→ TAREFA: Por favor, reescreva o trecho do documento de "Hudson Andrade disse..." a "não cabe aqui.", trocando "polêmica" por "controvérsia".

→ TRECHO DO DOCUMENTO:
>>
Hudson Andrade disse...

Parceiro,
Os comentáriosprecisam de prévia aprovação por que há muita gente sem noção na Terra. Não fujo da polêmica nem das conseqüências do que disser, mas se o comentário não for pertinente ao assunto, ou algo mais pessoal, não entra aqui, porque não cabe aqui.
Quanto ao Batman, ele é realmente diferente do Superman e Homem Aranha. Vejamos: O Superman é certinho demais. Não é humano, tecnicamente invencível e irrepreensível. Foi criado numa época em que os americanos passavam graves crises e precisavam de estímulo ao moral. Daí esse ser irretocável. Batman e Aranha são humanos, têm problemas humanos, traumas e limitações a vencer. O Aranha é jovem e tem questionamentos próprios da idade. Inconsequente e impulsivo, corresponde ao nosso lado idealista, mas imatura, que não sabe ainda usar o que o corpo tem pra oferecer. Já o Cavaleiro das Trevas é um adulto, calculista e seu grande defeito é a inflexibilidade, que pode, inclusive, dar ao seu senso de justiça, as características que citaste.
<<
→ ENTRADAS EXTRAÍDAS:
>>
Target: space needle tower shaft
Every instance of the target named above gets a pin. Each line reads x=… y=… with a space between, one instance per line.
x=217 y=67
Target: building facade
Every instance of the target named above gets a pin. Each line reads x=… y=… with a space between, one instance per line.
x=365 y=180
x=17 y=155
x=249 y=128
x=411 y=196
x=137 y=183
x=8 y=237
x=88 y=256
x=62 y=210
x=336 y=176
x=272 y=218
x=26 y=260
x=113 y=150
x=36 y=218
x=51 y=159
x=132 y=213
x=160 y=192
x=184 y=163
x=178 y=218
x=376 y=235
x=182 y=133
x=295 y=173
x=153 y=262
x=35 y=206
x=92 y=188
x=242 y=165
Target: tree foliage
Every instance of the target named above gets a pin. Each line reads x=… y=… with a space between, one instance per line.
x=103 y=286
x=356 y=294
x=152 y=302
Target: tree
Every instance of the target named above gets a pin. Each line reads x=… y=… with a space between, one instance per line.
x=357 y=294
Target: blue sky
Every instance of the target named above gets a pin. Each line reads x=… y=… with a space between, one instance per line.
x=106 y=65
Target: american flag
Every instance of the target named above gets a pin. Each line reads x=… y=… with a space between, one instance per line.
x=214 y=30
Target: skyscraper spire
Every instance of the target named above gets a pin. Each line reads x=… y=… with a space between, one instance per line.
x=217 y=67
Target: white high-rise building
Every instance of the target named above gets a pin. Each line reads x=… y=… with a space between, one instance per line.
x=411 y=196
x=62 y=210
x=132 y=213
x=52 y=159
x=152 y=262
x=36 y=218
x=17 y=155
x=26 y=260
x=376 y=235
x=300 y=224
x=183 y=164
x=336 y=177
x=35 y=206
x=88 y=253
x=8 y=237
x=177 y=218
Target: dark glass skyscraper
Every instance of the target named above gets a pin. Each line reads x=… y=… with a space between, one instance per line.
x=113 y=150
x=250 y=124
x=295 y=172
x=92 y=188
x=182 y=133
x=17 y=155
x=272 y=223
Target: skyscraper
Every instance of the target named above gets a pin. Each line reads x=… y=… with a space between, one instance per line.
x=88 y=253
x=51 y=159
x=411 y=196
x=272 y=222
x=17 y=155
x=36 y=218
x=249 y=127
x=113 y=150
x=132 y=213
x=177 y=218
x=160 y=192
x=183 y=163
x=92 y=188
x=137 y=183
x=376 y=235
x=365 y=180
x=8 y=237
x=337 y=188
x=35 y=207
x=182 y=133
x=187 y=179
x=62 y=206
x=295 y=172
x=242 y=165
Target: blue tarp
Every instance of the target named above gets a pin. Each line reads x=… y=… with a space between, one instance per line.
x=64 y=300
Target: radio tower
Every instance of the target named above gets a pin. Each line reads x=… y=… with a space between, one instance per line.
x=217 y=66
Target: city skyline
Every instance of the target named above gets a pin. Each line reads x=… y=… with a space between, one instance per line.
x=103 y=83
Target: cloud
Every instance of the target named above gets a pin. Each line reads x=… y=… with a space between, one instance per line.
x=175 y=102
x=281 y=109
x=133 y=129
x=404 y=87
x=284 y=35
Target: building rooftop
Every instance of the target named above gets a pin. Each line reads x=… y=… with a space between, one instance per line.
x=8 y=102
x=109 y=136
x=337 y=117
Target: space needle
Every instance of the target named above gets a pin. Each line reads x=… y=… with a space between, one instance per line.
<<
→ A SOLUÇÃO:
Hudson Andrade disse...

Parceiro,
Os comentáriosprecisam de prévia aprovação por que há muita gente sem noção na Terra. Não fujo da controvérsia nem das conseqüências do que disser, mas se o comentário não for pertinente ao assunto, ou algo mais pessoal, não entra aqui, porque não cabe aqui.